* [THE PROBLEM]:
Restate each entry shown beneath this instruction, keeping its wording intact.

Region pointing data
•••

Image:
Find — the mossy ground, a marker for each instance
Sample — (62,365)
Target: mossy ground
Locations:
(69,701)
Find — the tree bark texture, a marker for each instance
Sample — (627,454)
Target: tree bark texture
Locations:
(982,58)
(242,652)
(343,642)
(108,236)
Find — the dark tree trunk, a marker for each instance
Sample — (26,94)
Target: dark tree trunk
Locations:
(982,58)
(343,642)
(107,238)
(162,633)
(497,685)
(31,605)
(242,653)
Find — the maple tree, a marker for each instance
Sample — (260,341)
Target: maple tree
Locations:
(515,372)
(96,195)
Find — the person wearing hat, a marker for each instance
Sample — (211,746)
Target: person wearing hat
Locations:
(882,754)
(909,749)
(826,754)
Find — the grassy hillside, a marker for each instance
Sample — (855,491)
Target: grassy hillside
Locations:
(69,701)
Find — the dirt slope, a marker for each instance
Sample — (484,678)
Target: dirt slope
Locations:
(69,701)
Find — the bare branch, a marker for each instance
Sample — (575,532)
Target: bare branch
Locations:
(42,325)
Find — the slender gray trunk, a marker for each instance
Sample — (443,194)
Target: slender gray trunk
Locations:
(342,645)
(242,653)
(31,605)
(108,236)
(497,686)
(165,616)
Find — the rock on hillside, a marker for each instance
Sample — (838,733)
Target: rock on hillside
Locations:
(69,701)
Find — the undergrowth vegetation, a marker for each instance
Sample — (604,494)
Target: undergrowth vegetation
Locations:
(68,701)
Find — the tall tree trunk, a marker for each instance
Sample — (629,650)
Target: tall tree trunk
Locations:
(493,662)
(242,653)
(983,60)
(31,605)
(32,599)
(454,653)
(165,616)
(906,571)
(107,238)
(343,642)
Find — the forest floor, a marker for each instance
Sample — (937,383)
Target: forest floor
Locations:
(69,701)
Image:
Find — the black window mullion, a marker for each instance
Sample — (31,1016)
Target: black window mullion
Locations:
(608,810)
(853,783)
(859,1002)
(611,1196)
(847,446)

•••

* [RESPONSE BOX]:
Image:
Find — the mossy ground, a marker for each instance
Sample — (62,365)
Target: mossy ground
Locations:
(69,701)
Find — the tree bark texture, a marker for each instance
Sample — (627,454)
Target: tree bark texture
Locations:
(982,58)
(242,652)
(343,642)
(108,236)
Find — the dark tree trunk, a marker for each instance
Sample — (26,94)
Target: dark tree trunk
Locations:
(982,58)
(343,642)
(107,238)
(162,633)
(497,685)
(31,605)
(242,653)
Find — the maple tree, a marker for each instance
Sample — (260,341)
Target: maple tree
Locations:
(515,372)
(96,195)
Find — the person wearing hat, a marker for each instance
Sample — (211,746)
Target: person wearing hat
Locations:
(882,754)
(909,749)
(826,754)
Find — the grassy hillside, a marker for each instance
Sample — (855,491)
Target: grassy hillside
Locations:
(69,701)
Find — the dirt slope, a marker for each instance
Sample — (484,678)
Target: dirt slope
Locations:
(69,701)
Find — the bare branch, a marker for each instance
Sample — (575,532)
Target: bare branch
Locations:
(42,325)
Find — the slender gray trunk, a marker for each instance
Sample — (443,194)
Target: slender gray trunk
Locations:
(342,645)
(242,653)
(31,605)
(108,236)
(497,686)
(165,616)
Find — the rock on hillside, a marker for each instance
Sample — (838,733)
Target: rock on hillside
Locations:
(69,701)
Find — the undergrowth vegetation, a marker for each instance
Sample — (604,494)
Target: undergrowth vegetation
Locations:
(68,701)
Find — the tall tree trunk, a marker for each instance
Sample — (629,650)
Target: tall tree trunk
Locations:
(493,662)
(242,653)
(983,60)
(31,605)
(32,599)
(454,653)
(165,616)
(906,571)
(107,238)
(343,642)
Find — the forest floor, a marker for each instance
Sample — (937,383)
Target: forest floor
Locations:
(69,701)
Image:
Find — the black window mullion, a marker for each instance
Sample — (31,1016)
Target: black window mullion
Locations:
(608,810)
(853,783)
(859,1002)
(611,1196)
(847,446)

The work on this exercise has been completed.